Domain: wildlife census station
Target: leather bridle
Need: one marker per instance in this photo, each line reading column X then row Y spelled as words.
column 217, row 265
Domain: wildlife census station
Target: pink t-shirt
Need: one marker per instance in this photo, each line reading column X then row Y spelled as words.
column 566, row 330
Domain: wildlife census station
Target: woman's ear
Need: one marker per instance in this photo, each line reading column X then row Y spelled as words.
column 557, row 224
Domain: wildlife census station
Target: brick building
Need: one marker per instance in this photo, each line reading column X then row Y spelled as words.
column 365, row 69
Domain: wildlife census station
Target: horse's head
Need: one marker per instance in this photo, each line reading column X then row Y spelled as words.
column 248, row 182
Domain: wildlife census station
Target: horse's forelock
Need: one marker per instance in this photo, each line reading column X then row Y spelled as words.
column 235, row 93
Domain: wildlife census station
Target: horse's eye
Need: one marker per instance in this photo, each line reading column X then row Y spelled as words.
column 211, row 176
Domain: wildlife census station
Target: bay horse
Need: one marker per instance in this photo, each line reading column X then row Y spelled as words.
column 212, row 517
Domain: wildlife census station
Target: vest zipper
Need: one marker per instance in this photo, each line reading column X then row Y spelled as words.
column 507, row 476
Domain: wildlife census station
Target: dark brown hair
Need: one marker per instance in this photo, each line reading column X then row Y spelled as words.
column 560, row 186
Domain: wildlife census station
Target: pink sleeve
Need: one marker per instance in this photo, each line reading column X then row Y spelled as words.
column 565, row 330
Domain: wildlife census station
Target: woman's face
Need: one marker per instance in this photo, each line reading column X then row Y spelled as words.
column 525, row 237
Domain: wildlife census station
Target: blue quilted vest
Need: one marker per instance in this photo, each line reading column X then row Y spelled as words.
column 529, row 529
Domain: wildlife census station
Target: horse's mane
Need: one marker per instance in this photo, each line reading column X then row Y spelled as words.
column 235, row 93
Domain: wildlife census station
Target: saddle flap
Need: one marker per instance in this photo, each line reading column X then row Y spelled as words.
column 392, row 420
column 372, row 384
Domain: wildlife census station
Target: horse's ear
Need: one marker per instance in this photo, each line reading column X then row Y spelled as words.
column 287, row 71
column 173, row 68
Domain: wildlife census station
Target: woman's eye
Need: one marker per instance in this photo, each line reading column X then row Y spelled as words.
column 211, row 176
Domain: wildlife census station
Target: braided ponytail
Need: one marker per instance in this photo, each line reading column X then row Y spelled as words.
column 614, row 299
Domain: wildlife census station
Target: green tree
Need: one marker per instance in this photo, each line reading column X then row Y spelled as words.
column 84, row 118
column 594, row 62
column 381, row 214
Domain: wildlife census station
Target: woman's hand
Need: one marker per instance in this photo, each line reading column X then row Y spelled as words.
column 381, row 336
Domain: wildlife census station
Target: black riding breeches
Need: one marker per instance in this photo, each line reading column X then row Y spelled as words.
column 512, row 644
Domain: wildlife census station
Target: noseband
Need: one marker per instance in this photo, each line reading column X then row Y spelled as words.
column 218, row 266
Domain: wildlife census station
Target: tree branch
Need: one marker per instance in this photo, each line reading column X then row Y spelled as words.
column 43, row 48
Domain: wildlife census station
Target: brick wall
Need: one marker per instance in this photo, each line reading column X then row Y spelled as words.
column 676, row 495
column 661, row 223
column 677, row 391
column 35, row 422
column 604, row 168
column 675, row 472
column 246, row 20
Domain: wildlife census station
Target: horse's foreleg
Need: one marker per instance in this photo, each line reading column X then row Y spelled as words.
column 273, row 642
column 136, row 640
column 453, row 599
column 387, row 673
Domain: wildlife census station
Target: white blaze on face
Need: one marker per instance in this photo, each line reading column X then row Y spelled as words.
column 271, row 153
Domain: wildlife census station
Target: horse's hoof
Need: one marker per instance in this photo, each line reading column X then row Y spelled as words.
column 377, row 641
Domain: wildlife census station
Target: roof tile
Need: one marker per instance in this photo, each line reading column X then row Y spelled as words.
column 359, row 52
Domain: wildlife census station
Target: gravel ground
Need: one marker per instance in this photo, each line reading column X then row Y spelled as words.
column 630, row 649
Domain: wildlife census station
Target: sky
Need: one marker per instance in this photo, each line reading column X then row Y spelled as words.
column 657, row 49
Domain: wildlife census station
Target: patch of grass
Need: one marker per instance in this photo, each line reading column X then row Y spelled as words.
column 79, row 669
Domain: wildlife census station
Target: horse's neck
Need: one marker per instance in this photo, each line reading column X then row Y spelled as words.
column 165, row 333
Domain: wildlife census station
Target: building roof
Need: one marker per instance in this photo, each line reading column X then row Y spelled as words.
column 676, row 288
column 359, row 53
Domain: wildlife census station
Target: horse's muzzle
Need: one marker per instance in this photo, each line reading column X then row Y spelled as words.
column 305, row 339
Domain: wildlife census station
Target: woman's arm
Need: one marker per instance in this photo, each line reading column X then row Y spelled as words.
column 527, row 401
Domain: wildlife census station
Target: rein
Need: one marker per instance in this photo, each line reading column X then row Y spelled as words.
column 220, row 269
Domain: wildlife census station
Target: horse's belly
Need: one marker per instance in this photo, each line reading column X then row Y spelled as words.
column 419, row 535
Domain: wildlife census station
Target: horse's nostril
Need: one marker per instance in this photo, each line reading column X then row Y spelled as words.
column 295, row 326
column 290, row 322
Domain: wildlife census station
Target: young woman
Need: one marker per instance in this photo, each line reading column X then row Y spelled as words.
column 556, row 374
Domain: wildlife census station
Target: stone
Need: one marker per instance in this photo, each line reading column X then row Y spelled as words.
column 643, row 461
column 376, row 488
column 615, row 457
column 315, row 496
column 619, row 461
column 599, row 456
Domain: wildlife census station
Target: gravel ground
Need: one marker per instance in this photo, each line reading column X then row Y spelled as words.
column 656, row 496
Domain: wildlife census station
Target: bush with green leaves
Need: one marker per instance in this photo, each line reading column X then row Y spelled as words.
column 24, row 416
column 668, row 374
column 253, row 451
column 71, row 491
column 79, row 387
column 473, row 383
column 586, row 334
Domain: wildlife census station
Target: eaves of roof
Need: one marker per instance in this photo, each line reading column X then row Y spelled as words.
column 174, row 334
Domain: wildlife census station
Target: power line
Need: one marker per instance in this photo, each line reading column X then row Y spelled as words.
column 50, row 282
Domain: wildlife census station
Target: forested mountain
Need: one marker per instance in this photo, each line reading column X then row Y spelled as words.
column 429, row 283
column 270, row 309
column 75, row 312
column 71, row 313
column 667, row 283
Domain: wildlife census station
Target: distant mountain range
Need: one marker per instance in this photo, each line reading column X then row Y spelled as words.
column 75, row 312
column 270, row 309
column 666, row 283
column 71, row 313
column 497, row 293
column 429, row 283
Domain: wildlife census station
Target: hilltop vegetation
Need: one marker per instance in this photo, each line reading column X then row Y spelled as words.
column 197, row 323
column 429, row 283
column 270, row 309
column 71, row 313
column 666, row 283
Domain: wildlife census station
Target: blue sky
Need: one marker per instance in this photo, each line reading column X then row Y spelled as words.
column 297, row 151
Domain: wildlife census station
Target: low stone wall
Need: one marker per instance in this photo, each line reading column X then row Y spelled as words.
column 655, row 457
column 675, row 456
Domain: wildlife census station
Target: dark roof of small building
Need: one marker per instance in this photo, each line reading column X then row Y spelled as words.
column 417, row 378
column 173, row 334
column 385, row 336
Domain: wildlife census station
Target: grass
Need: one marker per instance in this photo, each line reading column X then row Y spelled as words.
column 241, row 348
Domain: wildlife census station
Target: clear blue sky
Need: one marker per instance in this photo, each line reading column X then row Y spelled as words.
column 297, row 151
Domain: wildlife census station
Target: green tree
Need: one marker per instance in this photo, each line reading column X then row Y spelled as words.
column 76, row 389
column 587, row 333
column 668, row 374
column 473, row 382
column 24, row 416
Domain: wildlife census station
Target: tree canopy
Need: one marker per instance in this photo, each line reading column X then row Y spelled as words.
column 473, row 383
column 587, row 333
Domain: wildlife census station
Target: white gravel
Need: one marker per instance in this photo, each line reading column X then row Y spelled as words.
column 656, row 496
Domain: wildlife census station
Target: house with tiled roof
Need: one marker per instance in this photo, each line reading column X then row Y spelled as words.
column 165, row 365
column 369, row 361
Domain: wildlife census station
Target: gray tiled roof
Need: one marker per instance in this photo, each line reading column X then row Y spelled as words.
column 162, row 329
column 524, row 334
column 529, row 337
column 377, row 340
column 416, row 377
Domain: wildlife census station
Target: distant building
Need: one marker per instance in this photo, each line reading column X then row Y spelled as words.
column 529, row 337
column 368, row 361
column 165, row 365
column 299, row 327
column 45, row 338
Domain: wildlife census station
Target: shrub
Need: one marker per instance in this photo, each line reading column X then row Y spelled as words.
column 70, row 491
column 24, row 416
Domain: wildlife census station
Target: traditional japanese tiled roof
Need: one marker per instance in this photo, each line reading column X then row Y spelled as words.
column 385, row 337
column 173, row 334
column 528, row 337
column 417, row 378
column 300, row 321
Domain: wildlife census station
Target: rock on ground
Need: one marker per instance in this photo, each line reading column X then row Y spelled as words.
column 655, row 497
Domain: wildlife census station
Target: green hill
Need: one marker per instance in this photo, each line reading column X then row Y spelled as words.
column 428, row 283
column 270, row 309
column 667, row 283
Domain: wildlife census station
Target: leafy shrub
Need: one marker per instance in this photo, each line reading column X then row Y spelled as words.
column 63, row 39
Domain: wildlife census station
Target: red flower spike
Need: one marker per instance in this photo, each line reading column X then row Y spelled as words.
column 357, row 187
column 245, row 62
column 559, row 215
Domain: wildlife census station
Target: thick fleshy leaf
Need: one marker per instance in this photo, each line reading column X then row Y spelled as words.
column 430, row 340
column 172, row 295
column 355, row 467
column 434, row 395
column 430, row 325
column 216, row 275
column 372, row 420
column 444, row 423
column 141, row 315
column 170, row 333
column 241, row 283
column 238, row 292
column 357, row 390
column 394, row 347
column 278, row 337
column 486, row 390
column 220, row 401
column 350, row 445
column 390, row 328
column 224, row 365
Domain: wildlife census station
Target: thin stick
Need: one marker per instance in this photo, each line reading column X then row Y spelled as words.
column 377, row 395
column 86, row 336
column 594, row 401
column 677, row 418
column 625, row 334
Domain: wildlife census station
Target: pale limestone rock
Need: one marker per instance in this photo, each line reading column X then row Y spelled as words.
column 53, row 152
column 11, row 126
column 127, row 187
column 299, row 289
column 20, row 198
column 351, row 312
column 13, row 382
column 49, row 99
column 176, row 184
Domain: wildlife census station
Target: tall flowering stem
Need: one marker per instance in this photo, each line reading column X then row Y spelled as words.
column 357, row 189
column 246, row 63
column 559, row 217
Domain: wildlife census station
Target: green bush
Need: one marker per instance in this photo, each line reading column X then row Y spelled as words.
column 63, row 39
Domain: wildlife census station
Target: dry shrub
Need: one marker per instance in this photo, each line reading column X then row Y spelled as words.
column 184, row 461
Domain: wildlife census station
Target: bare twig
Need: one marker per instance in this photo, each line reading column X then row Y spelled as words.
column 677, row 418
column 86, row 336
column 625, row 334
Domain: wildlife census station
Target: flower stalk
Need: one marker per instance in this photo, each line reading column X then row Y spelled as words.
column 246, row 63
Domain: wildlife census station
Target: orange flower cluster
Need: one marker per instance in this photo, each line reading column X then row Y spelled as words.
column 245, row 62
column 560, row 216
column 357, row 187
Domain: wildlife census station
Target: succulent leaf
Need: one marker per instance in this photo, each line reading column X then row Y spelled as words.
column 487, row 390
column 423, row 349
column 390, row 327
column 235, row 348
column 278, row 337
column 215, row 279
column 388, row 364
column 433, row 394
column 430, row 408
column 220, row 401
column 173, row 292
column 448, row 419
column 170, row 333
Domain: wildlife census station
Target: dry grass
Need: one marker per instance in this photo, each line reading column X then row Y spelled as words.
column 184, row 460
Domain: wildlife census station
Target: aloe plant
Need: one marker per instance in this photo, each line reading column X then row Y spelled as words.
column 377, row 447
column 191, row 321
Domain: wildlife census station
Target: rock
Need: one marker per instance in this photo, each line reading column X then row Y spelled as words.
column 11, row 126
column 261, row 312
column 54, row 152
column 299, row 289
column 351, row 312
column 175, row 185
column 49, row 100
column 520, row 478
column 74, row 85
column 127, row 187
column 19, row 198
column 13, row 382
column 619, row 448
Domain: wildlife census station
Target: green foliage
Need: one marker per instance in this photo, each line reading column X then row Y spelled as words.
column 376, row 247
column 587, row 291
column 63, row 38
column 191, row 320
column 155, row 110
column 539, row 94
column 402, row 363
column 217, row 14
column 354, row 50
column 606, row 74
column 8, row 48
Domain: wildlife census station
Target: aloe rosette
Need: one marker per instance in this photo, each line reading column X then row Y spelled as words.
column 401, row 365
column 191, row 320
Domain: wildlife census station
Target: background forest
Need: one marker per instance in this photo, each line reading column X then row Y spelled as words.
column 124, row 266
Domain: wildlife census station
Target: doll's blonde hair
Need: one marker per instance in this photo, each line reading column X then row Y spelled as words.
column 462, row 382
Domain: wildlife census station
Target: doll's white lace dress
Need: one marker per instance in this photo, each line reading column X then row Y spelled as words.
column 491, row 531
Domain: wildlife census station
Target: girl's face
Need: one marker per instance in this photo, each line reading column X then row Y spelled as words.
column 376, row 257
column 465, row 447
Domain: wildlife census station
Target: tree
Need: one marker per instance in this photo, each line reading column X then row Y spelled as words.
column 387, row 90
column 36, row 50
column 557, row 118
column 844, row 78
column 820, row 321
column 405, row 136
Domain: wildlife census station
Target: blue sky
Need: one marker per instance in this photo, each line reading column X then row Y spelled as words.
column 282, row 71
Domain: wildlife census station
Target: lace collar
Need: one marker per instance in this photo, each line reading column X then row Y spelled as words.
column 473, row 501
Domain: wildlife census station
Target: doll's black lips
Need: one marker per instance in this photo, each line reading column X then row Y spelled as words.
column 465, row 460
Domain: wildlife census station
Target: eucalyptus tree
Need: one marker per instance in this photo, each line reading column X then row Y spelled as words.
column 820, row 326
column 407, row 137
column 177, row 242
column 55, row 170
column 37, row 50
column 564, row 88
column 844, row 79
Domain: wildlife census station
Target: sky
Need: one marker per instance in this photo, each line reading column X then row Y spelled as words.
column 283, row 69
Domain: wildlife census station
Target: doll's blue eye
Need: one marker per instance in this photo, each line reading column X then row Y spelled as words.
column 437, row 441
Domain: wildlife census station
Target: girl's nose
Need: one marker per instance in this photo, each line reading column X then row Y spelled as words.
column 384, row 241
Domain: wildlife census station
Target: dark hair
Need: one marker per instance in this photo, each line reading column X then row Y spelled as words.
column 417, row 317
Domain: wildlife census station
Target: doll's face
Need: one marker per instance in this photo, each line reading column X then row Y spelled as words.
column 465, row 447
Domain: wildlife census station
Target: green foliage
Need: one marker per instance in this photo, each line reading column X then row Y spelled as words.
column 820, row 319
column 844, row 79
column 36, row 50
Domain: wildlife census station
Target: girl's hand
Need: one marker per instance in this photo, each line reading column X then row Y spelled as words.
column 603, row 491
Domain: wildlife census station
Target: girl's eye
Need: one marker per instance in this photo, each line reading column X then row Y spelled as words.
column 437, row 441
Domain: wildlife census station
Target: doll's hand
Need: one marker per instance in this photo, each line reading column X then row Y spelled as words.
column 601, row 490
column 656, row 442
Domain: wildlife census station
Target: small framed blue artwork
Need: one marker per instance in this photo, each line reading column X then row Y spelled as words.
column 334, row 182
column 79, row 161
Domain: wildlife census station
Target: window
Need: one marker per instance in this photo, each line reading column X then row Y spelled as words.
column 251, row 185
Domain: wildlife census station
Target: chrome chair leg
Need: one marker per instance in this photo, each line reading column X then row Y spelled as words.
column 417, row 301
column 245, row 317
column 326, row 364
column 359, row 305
··········
■ WRITTEN TASK ■
Starting at the first line of the entries above and ending at the line that contains "column 507, row 476", write out every line as a numbered list, omitting blank lines.

■ WORKED ANSWER ■
1. Domain: wildlife census station
2. Target: leather bridle
3. Need: one marker per instance in this photo, each line reading column X then row Y spelled as words.
4. column 217, row 265
5. Domain: wildlife census station
6. Target: pink t-shirt
7. Need: one marker per instance in this photo, each line reading column X then row Y spelled as words.
8. column 566, row 330
9. Domain: wildlife census station
10. Target: woman's ear
11. Need: one marker per instance in this photo, each line reading column X then row Y spelled as words.
12. column 557, row 224
13. Domain: wildlife census station
14. Target: brick building
15. Need: one marker per instance in this photo, each line reading column X then row Y spelled as words.
16. column 365, row 69
17. Domain: wildlife census station
18. Target: horse's head
19. Need: one marker per instance in this photo, each line reading column X then row Y spelled as words.
20. column 248, row 182
21. Domain: wildlife census station
22. Target: horse's forelock
23. Need: one marker per instance in this photo, each line reading column X then row Y spelled as words.
24. column 235, row 93
25. Domain: wildlife census station
26. Target: horse's eye
27. Need: one marker per instance in this photo, each line reading column X then row Y spelled as words.
28. column 211, row 176
29. Domain: wildlife census station
30. Target: bay horse
31. Need: one marker per instance in this photo, each line reading column X then row Y spelled as words.
32. column 212, row 517
33. Domain: wildlife census station
34. Target: vest zipper
35. Need: one marker per instance in this photo, each line reading column X then row Y spelled as words.
36. column 507, row 476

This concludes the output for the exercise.